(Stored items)
:::
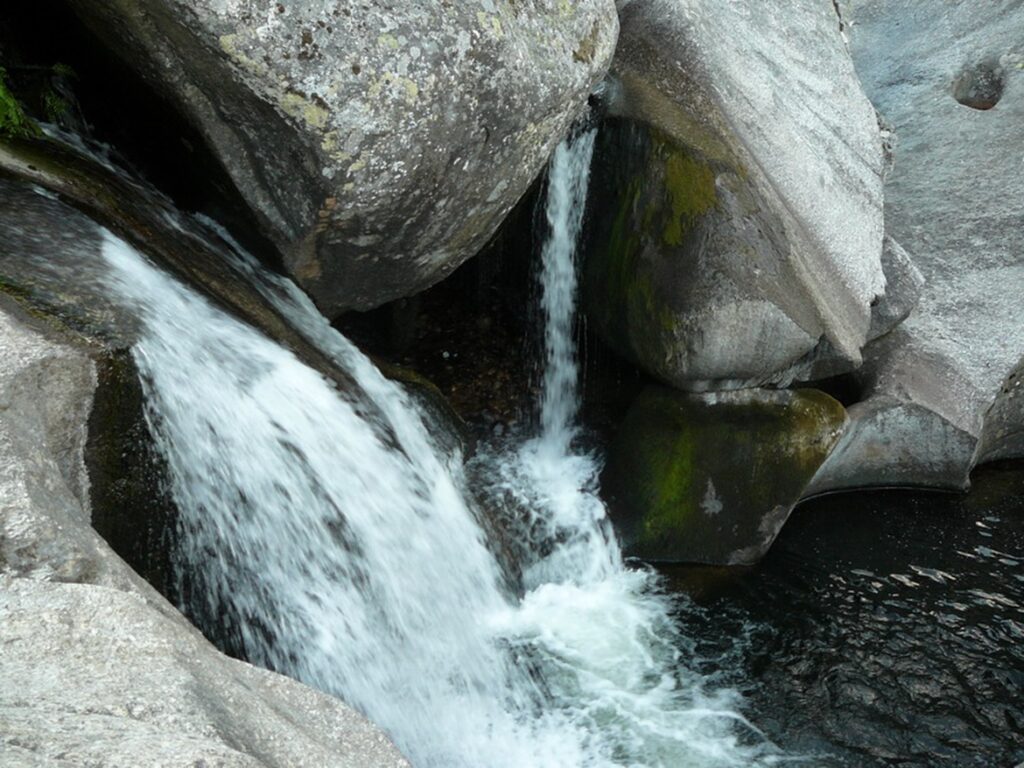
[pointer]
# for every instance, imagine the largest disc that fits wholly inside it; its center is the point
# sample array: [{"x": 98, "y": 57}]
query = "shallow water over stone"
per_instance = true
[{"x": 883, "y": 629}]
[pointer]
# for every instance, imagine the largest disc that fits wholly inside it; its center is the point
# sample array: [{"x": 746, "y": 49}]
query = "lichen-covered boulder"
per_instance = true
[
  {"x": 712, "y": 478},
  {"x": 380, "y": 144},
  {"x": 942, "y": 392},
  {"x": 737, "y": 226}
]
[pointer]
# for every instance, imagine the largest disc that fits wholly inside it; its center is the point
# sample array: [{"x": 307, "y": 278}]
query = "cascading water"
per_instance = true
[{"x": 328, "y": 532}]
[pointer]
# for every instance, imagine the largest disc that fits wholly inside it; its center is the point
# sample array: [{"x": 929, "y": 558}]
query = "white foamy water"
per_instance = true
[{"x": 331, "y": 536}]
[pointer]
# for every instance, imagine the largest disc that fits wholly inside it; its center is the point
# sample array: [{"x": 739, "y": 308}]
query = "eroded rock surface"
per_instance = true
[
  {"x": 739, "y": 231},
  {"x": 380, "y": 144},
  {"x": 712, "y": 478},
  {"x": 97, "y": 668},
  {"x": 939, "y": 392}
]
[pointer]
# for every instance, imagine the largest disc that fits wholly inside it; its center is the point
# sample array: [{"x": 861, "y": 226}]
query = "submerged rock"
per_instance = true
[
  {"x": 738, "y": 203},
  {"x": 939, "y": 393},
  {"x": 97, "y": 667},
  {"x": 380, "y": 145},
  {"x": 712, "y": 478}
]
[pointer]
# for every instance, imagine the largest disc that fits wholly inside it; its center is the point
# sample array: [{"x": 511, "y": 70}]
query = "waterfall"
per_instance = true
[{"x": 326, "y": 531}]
:::
● **REQUIREMENT**
The reply should contain all of the data above, word for word, with no pictures.

● **ANSWER TO THIS TASK**
[pointer]
# for every instance, imagine the largest disc that fits wholly inside it; its center is the point
# sample array: [{"x": 98, "y": 57}]
query = "shallow water over stone"
per_instance = true
[{"x": 883, "y": 629}]
[pointer]
# for every instance, imagine the largest disc that fits wholly inside it; its center is the point
# sample array: [{"x": 746, "y": 49}]
query = "lichen-covered boulder"
per_instance = true
[
  {"x": 712, "y": 478},
  {"x": 380, "y": 144},
  {"x": 942, "y": 392},
  {"x": 737, "y": 226}
]
[pointer]
# for every instance, imagine the largest disc that fits wholly inside it; its center is the point
# sample array: [{"x": 307, "y": 278}]
query = "cascading water"
per_instance = true
[{"x": 328, "y": 532}]
[pointer]
# for every instance, imagine the largest disc that fits wholly inside it; its center is the point
# sample array: [{"x": 929, "y": 558}]
query = "white foamy water"
per_instance = true
[{"x": 331, "y": 536}]
[pointer]
# for every instance, imagine the largest disc that fits wholly inside it; its center is the point
# sample array: [{"x": 739, "y": 308}]
query = "eroded rock surface"
per_instance = true
[
  {"x": 739, "y": 231},
  {"x": 380, "y": 144},
  {"x": 712, "y": 478},
  {"x": 97, "y": 668},
  {"x": 939, "y": 392}
]
[pointer]
# for every instance, imagine the largest disc that fits wholly inside it; its center is the point
# sample array: [{"x": 861, "y": 226}]
query = "submerged rock"
per_instance = true
[
  {"x": 738, "y": 203},
  {"x": 939, "y": 393},
  {"x": 97, "y": 667},
  {"x": 380, "y": 145},
  {"x": 712, "y": 478}
]
[pointer]
# for every instance, imagine the largest disc that fits wholly inside it; its center is the point
# sample array: [{"x": 511, "y": 70}]
query = "waterfall"
per_instance = true
[{"x": 326, "y": 531}]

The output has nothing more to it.